• _Supplied entries_
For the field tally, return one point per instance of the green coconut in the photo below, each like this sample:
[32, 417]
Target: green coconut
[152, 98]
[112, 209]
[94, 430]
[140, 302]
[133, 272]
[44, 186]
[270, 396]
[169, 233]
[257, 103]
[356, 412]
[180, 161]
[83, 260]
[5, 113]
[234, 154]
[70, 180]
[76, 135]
--
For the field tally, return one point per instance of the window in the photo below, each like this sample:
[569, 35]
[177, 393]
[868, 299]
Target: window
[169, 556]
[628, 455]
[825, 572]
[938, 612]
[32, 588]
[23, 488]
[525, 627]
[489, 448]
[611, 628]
==
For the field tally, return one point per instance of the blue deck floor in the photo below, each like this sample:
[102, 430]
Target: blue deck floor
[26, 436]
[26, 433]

• _Exercise directions_
Locate every line in the rows above that contains the word "like" with the same capitalization, and copy each of those lines.

• _Solution to the problem_
For the field tally, return one point per instance of the green coconut in the photo below, each like this sample:
For the field tally, return one point per instance of the window in the photo below, each like this sample:
For the field tally, return one point per instance of the blue deck floor in the photo below, each like this sample:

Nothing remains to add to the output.